[START Records provided]
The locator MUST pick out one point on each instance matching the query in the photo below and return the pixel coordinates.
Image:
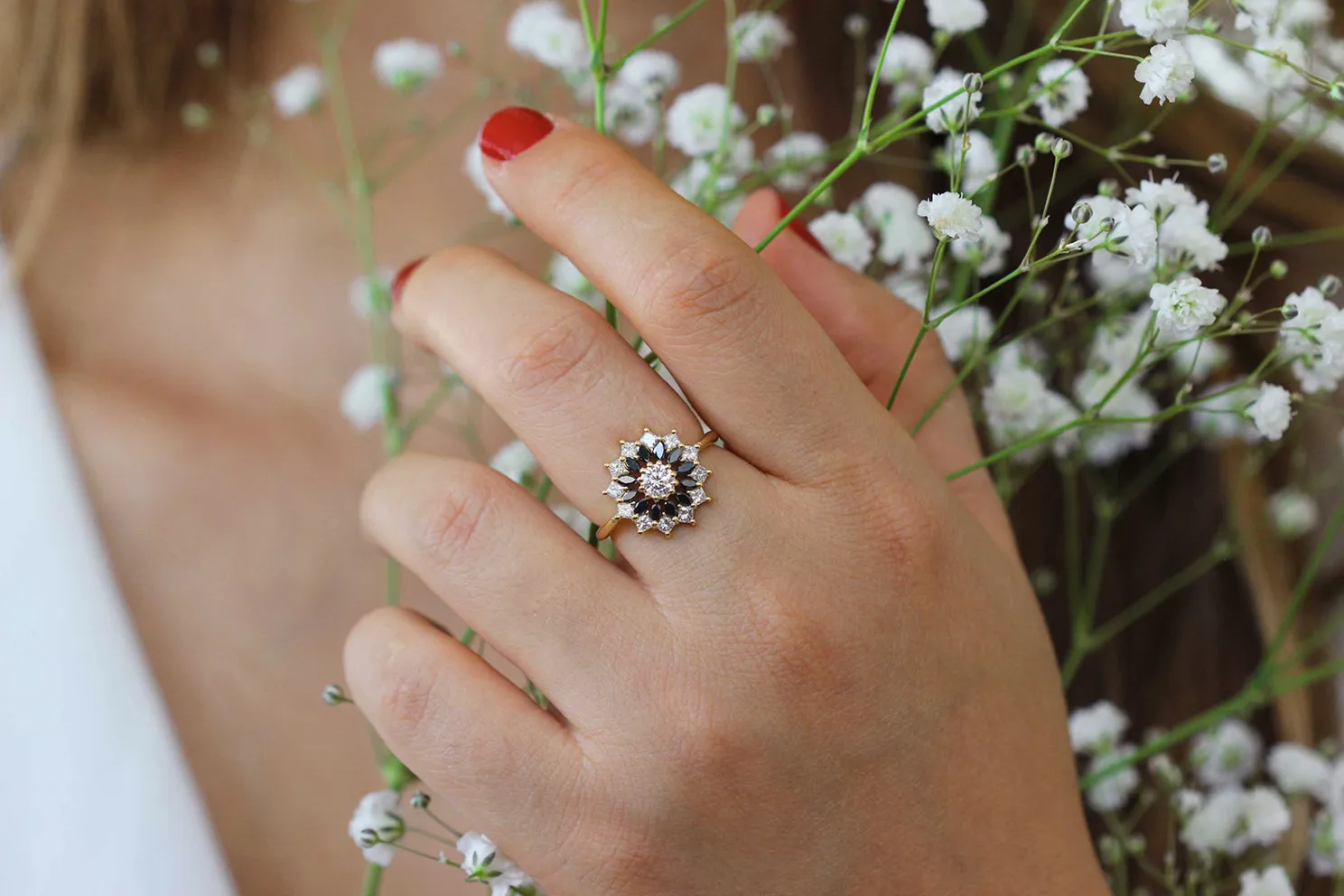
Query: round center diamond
(658, 480)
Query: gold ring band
(658, 482)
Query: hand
(837, 683)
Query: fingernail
(402, 275)
(800, 229)
(514, 131)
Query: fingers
(514, 571)
(468, 733)
(564, 380)
(875, 331)
(748, 355)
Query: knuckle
(566, 350)
(703, 285)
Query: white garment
(96, 798)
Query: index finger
(749, 356)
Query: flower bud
(856, 26)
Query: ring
(658, 482)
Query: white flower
(515, 461)
(407, 65)
(761, 36)
(1184, 306)
(1265, 817)
(1313, 336)
(956, 113)
(845, 238)
(956, 16)
(698, 117)
(908, 66)
(630, 115)
(1272, 882)
(1299, 770)
(363, 294)
(1154, 19)
(377, 813)
(1115, 790)
(1212, 825)
(1097, 728)
(1165, 73)
(975, 154)
(362, 399)
(1226, 755)
(964, 331)
(1272, 411)
(891, 211)
(299, 91)
(1198, 359)
(481, 862)
(952, 217)
(1293, 515)
(796, 162)
(989, 248)
(1066, 91)
(650, 71)
(547, 33)
(473, 167)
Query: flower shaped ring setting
(658, 482)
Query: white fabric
(97, 798)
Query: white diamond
(658, 480)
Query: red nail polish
(402, 275)
(800, 229)
(509, 132)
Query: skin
(837, 683)
(196, 350)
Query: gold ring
(658, 482)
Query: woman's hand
(837, 683)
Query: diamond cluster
(658, 482)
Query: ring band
(658, 482)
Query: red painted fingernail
(511, 132)
(800, 229)
(402, 275)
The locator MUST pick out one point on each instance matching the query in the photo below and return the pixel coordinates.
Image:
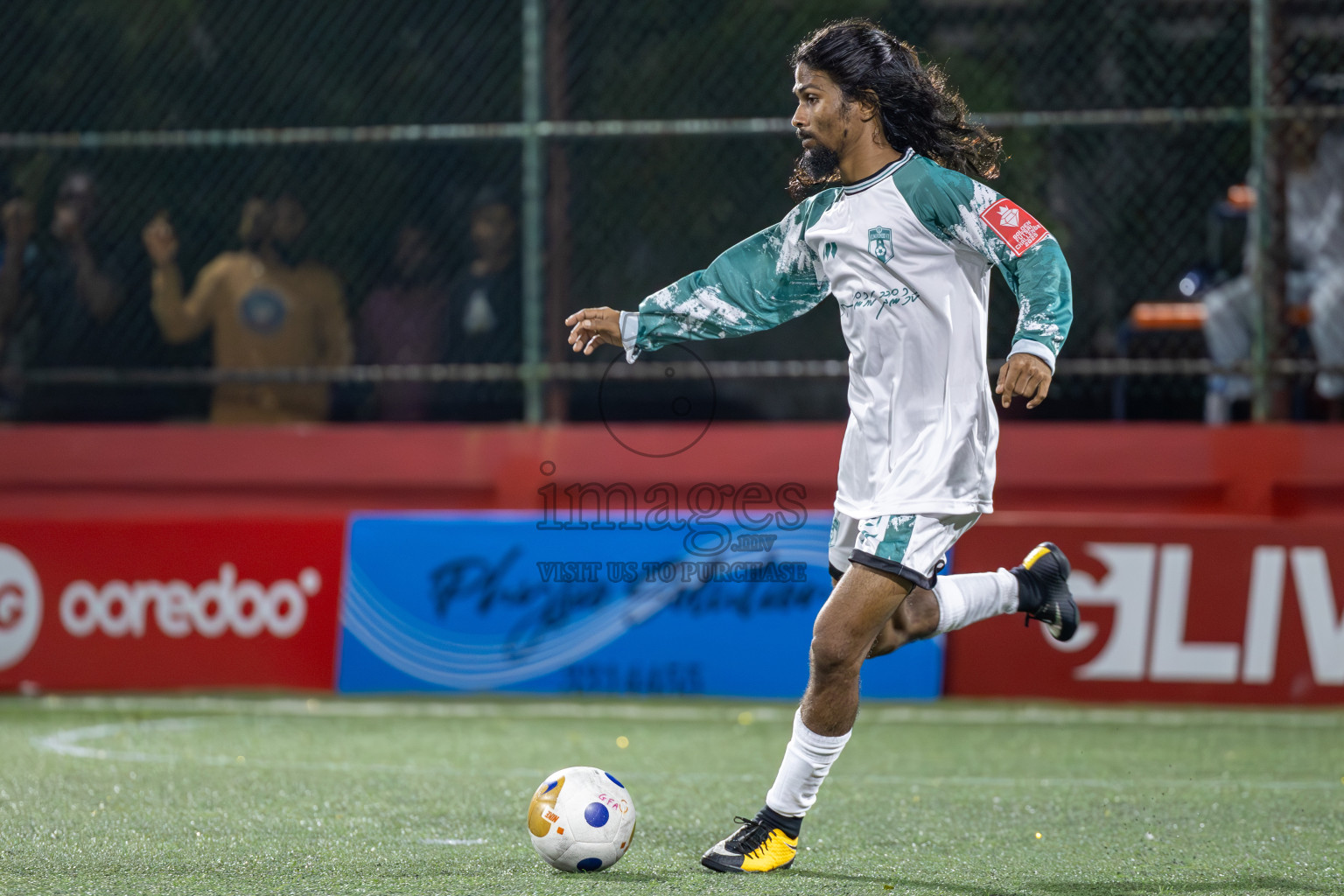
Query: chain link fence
(385, 211)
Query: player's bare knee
(917, 617)
(835, 657)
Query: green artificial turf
(293, 795)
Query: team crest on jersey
(1012, 225)
(879, 243)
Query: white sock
(807, 760)
(973, 597)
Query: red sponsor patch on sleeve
(1019, 230)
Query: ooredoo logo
(20, 606)
(246, 607)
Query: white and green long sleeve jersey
(907, 254)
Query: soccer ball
(581, 818)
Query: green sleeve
(761, 283)
(952, 207)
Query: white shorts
(913, 547)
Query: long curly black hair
(917, 107)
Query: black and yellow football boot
(756, 846)
(1043, 590)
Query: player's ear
(869, 107)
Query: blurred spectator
(486, 313)
(405, 320)
(1314, 220)
(265, 308)
(75, 301)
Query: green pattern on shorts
(895, 532)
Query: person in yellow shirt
(265, 308)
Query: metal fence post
(1260, 220)
(534, 213)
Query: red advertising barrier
(1173, 610)
(182, 604)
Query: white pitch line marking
(72, 743)
(928, 715)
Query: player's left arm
(1042, 283)
(761, 283)
(960, 210)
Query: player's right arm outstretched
(761, 283)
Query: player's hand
(1023, 375)
(160, 241)
(594, 326)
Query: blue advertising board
(509, 601)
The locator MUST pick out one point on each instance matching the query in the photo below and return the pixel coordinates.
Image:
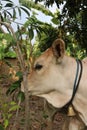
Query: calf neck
(53, 75)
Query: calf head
(46, 74)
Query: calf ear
(58, 48)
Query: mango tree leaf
(9, 5)
(31, 33)
(55, 21)
(21, 96)
(1, 127)
(6, 123)
(25, 10)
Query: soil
(40, 110)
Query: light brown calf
(52, 77)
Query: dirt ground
(39, 112)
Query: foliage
(6, 109)
(72, 9)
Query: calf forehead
(46, 57)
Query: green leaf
(13, 108)
(21, 96)
(13, 103)
(6, 122)
(14, 13)
(55, 21)
(31, 33)
(25, 10)
(19, 11)
(1, 127)
(19, 74)
(9, 5)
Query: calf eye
(38, 67)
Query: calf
(53, 76)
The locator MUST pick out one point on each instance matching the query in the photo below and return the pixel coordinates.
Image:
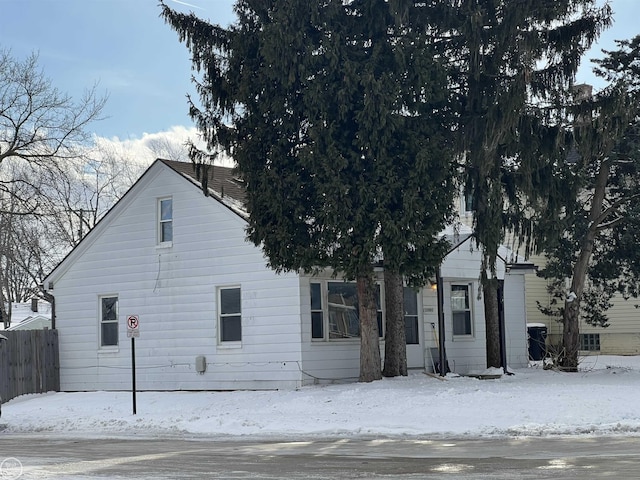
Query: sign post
(133, 322)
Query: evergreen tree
(335, 113)
(594, 243)
(508, 59)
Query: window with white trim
(230, 314)
(590, 342)
(335, 311)
(109, 321)
(461, 316)
(165, 220)
(411, 316)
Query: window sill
(463, 338)
(106, 350)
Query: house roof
(222, 183)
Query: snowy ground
(604, 398)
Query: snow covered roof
(222, 183)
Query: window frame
(320, 320)
(468, 310)
(411, 315)
(102, 322)
(162, 221)
(590, 342)
(221, 316)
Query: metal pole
(133, 372)
(443, 355)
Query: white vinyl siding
(174, 291)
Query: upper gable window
(165, 220)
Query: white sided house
(174, 264)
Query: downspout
(441, 324)
(441, 329)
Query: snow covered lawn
(604, 398)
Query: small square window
(590, 342)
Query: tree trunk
(370, 369)
(571, 314)
(492, 321)
(395, 345)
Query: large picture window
(461, 311)
(335, 311)
(109, 321)
(230, 314)
(165, 223)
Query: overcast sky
(135, 58)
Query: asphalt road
(55, 457)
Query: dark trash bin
(537, 333)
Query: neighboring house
(211, 314)
(32, 322)
(34, 315)
(621, 337)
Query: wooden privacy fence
(29, 363)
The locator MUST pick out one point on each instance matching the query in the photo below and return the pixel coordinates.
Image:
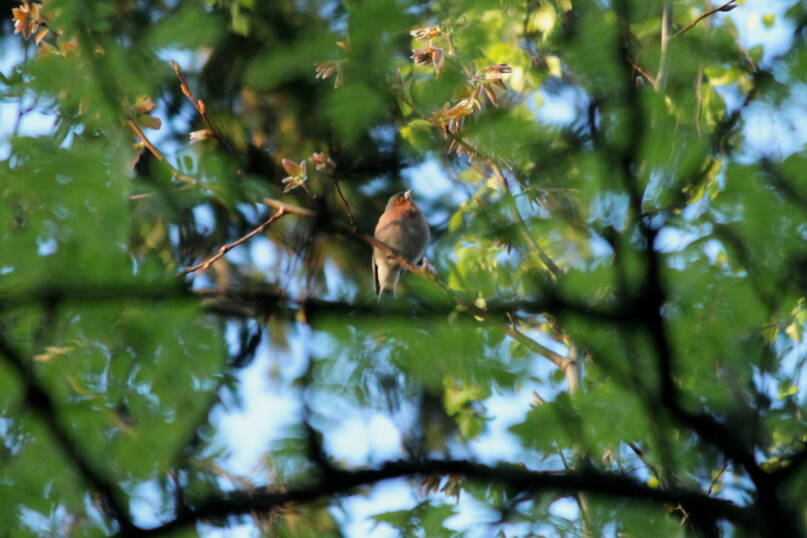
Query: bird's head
(400, 199)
[END Records provided]
To be done =>
Set down every entry word for word, but omit the pictures.

Worked answer =>
The locator MUST pick out one point on each instance matching the query in the photo below and return the pixel coordinates.
Image:
Query: round center diamond
(658, 480)
Query: gold ring band
(658, 482)
Query: hand
(837, 683)
Query: fingernail
(402, 275)
(800, 229)
(514, 131)
Query: fingers
(514, 571)
(468, 733)
(564, 380)
(875, 331)
(748, 355)
Query: knuckle
(566, 350)
(703, 285)
Query: white garment
(96, 798)
Query: index finger
(749, 356)
Query: flower bud
(856, 26)
Query: ring
(658, 482)
Query: white flower
(515, 461)
(407, 65)
(761, 36)
(1184, 306)
(1265, 817)
(1313, 336)
(956, 113)
(845, 238)
(956, 16)
(698, 117)
(908, 66)
(630, 115)
(1272, 882)
(1299, 770)
(363, 294)
(1154, 19)
(377, 813)
(1115, 790)
(1212, 825)
(1097, 728)
(1165, 73)
(975, 154)
(362, 399)
(1226, 755)
(964, 331)
(1272, 411)
(891, 211)
(299, 91)
(1198, 359)
(481, 862)
(952, 217)
(1293, 515)
(796, 162)
(989, 248)
(1066, 91)
(650, 71)
(547, 33)
(473, 167)
Query: flower shaped ring setting
(658, 482)
Query: white fabric
(97, 798)
Query: white diamond
(658, 480)
Query: red nail polish
(402, 275)
(800, 229)
(509, 132)
Query: skin
(837, 683)
(196, 350)
Query: gold ring
(658, 482)
Query: woman's hand
(837, 683)
Query: diamond cluster
(658, 482)
Query: ring band
(658, 482)
Query: red painted fingernail
(511, 132)
(800, 229)
(402, 275)
The locator MUST pick out one point on each instance matching the query in the photo below and return the pixel coordinates.
Image:
Query: chain link fence
(385, 211)
Query: player's bare knee
(917, 617)
(835, 657)
Query: green artificial turf
(293, 795)
Query: team crest on jersey
(1012, 225)
(879, 243)
Query: white sock
(807, 760)
(973, 597)
Query: red sponsor patch on sleeve
(1019, 230)
Query: ooredoo logo
(20, 606)
(246, 607)
Query: white and green long sleeve jersey
(907, 254)
Query: soccer ball
(581, 818)
Query: green sleeve
(761, 283)
(952, 207)
Query: white shorts
(913, 547)
Query: long curly black hair
(917, 107)
Query: black and yellow football boot
(756, 846)
(1043, 590)
Query: player's ear
(869, 107)
Query: blurred spectator
(486, 313)
(405, 320)
(1314, 220)
(265, 308)
(75, 301)
Query: green pattern on shorts
(895, 532)
Query: person in yellow shirt
(265, 308)
Query: metal fence post
(1260, 220)
(534, 213)
Query: red advertising barrier
(1173, 610)
(182, 604)
Query: white pitch line marking
(72, 743)
(928, 715)
Query: player's left arm
(1042, 283)
(761, 283)
(960, 210)
Query: player's right arm outstretched
(761, 283)
Query: player's hand
(1023, 375)
(160, 241)
(594, 326)
Query: blue advertising board
(509, 601)
The locator MUST pick out one point on each instance matching the query in the photo below and return the pixel coordinates.
Image:
Query: calf neck
(53, 75)
Query: calf head
(46, 74)
Query: calf ear
(58, 48)
Query: mango tree leaf
(9, 5)
(31, 33)
(55, 21)
(21, 96)
(1, 127)
(6, 123)
(25, 10)
Query: soil
(40, 110)
Query: light brown calf
(52, 77)
Query: dirt ground
(39, 112)
Query: foliage
(6, 109)
(72, 9)
Query: calf forehead
(46, 57)
Query: green leaf
(13, 108)
(21, 96)
(13, 103)
(6, 122)
(14, 13)
(55, 21)
(31, 33)
(25, 10)
(19, 11)
(1, 127)
(19, 74)
(9, 5)
Query: calf eye
(38, 67)
Query: calf
(53, 76)
The locator MUST pick out one point on each instance matching the query in the photo below and return the pixel coordinates.
Image:
Query: sign post
(133, 322)
Query: evergreen tree
(335, 113)
(594, 243)
(508, 59)
Query: window with white trim
(230, 314)
(590, 342)
(335, 311)
(109, 321)
(461, 316)
(165, 220)
(411, 316)
Query: window sill
(463, 338)
(106, 350)
Query: house roof
(222, 183)
Query: snowy ground
(604, 398)
Query: snow covered roof
(222, 183)
Query: window frame
(320, 320)
(468, 310)
(411, 315)
(102, 322)
(162, 221)
(590, 342)
(221, 316)
Query: metal pole
(133, 372)
(443, 355)
Query: white vinyl siding
(174, 291)
Query: upper gable window
(165, 220)
Query: white sided house
(174, 264)
Query: downspout
(441, 324)
(441, 329)
Query: snow covered lawn
(604, 398)
Query: small square window
(590, 342)
Query: tree trunk
(370, 369)
(571, 314)
(492, 321)
(395, 345)
Query: large picture window
(461, 311)
(335, 311)
(109, 321)
(230, 314)
(165, 223)
Query: overcast sky
(135, 58)
Query: asphalt road
(55, 457)
Query: dark trash bin
(537, 333)
Query: neighboring house
(211, 314)
(32, 322)
(34, 315)
(621, 337)
Query: wooden privacy fence
(29, 363)
The locator MUST pick out one point on each instance matching the query in the photo below and return the pixel coordinates.
Image:
Query: bird's head
(400, 199)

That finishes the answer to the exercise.